The sharing economy is projected to grow to $335 billion in 2025, with technology enabling the sweeping changes that collaborative consumption will bring with it. But how is the sharing economy going to impact people, business and environment?
Underutilised assets such as hardware, homes and cars are abundantly available — but why would people and businesses want to share these? Let’s have a look at the incentives and benefits that the sharing economy has on individuals as well as businesses.
Buying vs Renting vs Sharing
Buying: Let’s use the example of an adult living in a city who owns a car. We know that 90% of the time, a car is parked and unused; however, insurance, road tax, parking and most likely, the car payments have to be made every month. So, whether or not this car is used, the owner will have to make significant payments towards the vehicle.
Renting: You could of course choose to rent a car for the 10% of the time you need it, but it comes with the hassle, and mostly, cost. But most importantly, rental companies have thousands of cars that also sit idle for a significant amount of time. One of the biggest issues with this model is that of course, the thousands of cars that rental companies purchase also impact the environment and mostly benefit the businesses with the high cost of renting.

Data records:
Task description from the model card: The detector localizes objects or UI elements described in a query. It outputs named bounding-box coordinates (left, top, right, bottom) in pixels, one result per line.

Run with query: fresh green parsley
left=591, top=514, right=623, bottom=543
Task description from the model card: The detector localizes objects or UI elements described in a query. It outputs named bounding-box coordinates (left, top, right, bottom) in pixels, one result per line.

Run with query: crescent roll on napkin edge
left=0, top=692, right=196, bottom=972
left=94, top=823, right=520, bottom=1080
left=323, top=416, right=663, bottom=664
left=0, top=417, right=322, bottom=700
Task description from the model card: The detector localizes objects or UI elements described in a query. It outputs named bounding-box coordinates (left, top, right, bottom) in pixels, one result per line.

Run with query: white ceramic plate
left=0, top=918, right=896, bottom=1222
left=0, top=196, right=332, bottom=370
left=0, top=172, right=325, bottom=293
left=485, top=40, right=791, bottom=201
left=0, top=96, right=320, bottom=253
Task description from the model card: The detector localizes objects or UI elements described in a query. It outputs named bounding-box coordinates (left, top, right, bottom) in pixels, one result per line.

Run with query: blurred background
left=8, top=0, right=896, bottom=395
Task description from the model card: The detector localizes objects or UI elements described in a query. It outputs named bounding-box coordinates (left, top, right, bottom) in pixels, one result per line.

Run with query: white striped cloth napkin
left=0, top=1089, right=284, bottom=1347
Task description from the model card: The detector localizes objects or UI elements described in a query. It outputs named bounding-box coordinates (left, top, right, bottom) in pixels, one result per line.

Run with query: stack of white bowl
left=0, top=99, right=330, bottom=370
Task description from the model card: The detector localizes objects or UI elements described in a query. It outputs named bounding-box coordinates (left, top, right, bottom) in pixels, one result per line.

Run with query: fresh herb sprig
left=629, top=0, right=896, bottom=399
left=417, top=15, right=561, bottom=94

What the task asks: Rewrite the sharing economy text between "Buying vs Renting" and "towards the vehicle.", inclusive, replacing "city" with "town".

Solution to the exercise:
Buying vs Renting vs Sharing
Buying: Let’s use the example of an adult living in a town who owns a car. We know that 90% of the time, a car is parked and unused; however, insurance, road tax, parking and most likely, the car payments have to be made every month. So, whether or not this car is used, the owner will have to make significant payments towards the vehicle.